===== DATA TO PROCESS =====

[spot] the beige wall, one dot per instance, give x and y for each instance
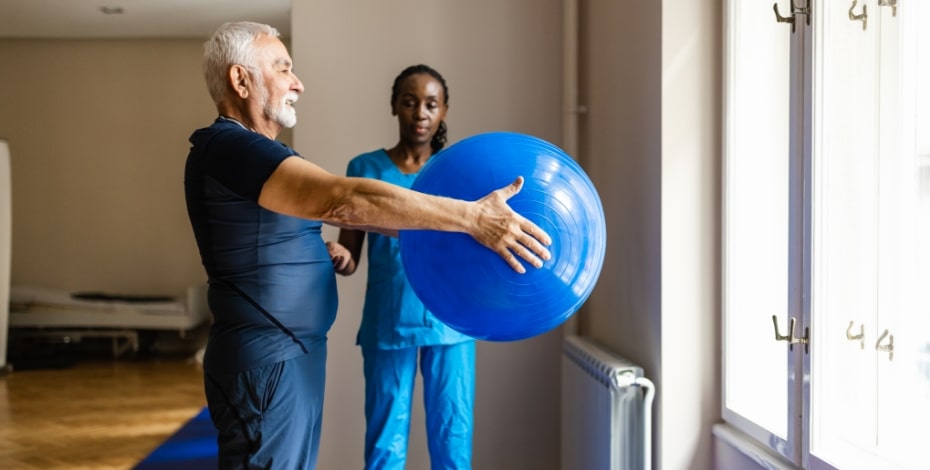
(98, 137)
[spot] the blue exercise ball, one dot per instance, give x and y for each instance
(468, 286)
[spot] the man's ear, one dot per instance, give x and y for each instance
(240, 80)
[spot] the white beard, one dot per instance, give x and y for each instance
(282, 113)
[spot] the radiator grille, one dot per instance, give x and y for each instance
(606, 409)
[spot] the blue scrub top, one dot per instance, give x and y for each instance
(393, 316)
(272, 284)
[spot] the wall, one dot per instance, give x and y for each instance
(651, 141)
(502, 64)
(98, 136)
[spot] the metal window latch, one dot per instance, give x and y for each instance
(863, 17)
(890, 3)
(790, 338)
(806, 11)
(889, 347)
(860, 337)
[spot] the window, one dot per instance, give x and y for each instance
(827, 228)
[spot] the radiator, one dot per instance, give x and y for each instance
(606, 409)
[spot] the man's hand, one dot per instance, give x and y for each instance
(508, 233)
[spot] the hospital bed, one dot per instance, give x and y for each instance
(43, 312)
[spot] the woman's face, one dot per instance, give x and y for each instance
(419, 107)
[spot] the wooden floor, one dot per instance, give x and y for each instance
(99, 414)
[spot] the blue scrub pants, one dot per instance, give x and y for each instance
(270, 417)
(448, 398)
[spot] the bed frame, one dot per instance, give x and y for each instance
(56, 314)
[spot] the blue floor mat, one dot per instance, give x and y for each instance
(191, 447)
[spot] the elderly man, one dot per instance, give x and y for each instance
(256, 207)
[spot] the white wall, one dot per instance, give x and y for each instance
(501, 60)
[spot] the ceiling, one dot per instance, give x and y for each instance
(61, 19)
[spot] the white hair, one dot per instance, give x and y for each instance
(232, 44)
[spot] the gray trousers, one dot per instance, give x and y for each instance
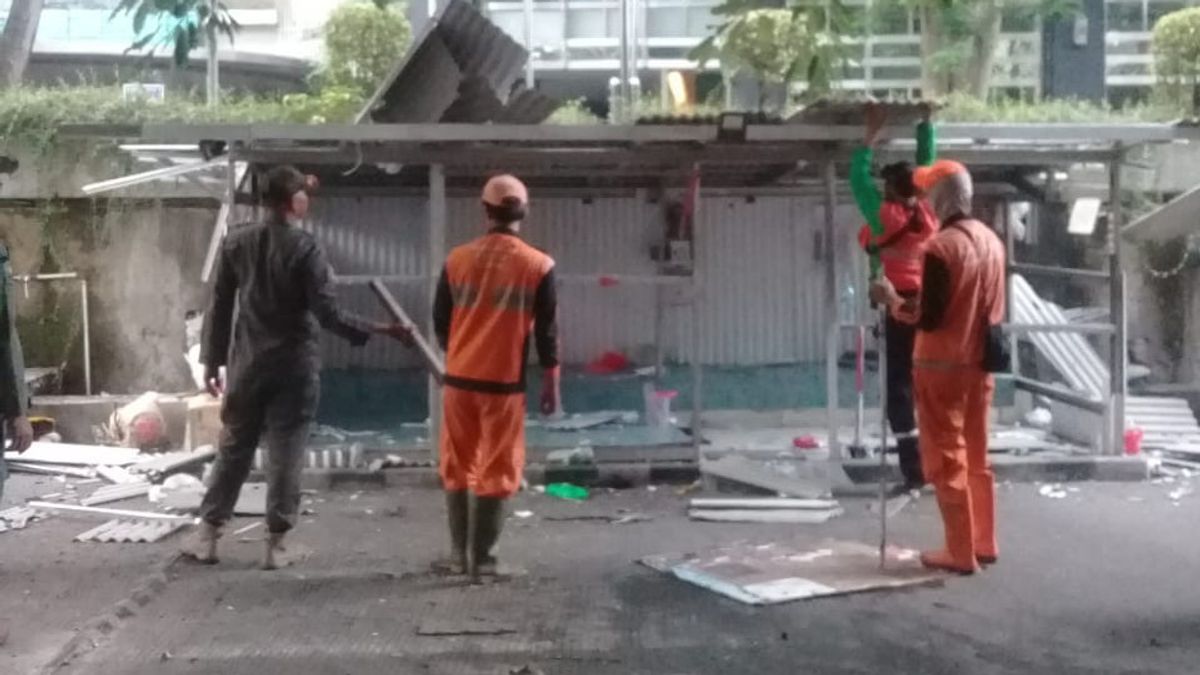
(279, 406)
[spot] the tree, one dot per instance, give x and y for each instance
(1176, 46)
(779, 46)
(17, 40)
(181, 25)
(959, 39)
(363, 43)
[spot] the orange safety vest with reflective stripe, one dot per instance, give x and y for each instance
(975, 296)
(493, 284)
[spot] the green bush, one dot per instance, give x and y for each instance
(963, 108)
(31, 117)
(574, 112)
(1176, 47)
(363, 43)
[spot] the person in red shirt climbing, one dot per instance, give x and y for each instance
(899, 225)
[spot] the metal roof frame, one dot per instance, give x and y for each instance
(642, 153)
(652, 150)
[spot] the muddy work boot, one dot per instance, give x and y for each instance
(202, 544)
(457, 515)
(486, 521)
(280, 554)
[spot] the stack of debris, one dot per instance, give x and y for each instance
(121, 473)
(791, 499)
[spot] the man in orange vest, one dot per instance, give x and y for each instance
(495, 293)
(963, 294)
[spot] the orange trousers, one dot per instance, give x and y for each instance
(483, 442)
(952, 413)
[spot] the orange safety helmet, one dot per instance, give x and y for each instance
(505, 187)
(924, 178)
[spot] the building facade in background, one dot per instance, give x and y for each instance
(576, 43)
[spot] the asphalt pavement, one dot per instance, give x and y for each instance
(1097, 581)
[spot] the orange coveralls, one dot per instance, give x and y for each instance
(963, 293)
(495, 293)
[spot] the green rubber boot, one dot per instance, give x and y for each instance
(486, 521)
(457, 517)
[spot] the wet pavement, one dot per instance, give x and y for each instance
(1096, 581)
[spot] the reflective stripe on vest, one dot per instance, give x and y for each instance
(493, 282)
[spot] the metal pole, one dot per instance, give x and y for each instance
(1011, 258)
(437, 254)
(882, 347)
(697, 370)
(1117, 308)
(659, 334)
(625, 72)
(87, 336)
(831, 294)
(528, 37)
(214, 65)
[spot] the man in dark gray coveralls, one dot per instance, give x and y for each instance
(280, 278)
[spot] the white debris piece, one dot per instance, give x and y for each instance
(1053, 491)
(1038, 418)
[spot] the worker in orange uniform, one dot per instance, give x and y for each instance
(495, 293)
(961, 298)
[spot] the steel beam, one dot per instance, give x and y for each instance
(831, 306)
(1119, 354)
(1077, 328)
(979, 133)
(1061, 272)
(437, 252)
(1060, 394)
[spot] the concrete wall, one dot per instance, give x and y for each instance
(143, 264)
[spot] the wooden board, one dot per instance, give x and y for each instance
(777, 573)
(771, 503)
(793, 515)
(76, 455)
(429, 354)
(759, 475)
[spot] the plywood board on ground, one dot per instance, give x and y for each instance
(252, 500)
(795, 515)
(762, 476)
(774, 573)
(76, 455)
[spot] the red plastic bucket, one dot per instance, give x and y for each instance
(1133, 441)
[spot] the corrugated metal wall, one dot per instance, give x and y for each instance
(762, 276)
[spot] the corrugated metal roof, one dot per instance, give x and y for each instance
(462, 69)
(850, 112)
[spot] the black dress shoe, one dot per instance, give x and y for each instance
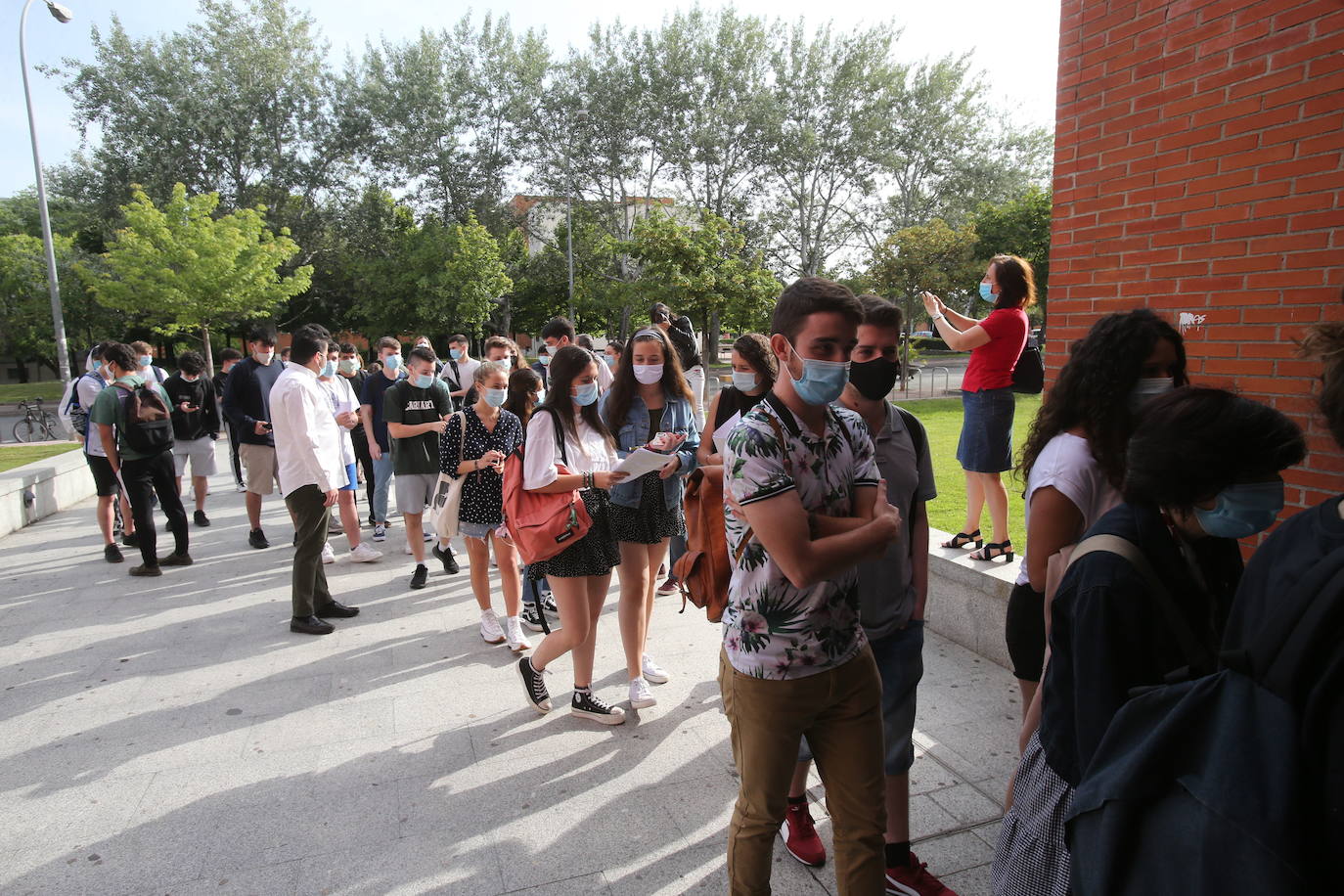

=====

Which lines of the data above contain the word "wooden"? Copy each such line in full, treating uppercase and lowercase as different.

[spot] the wooden floor, one dot per instance, give x and y for each instance
[spot] the wooden board, one dot per instance, give x and y for each instance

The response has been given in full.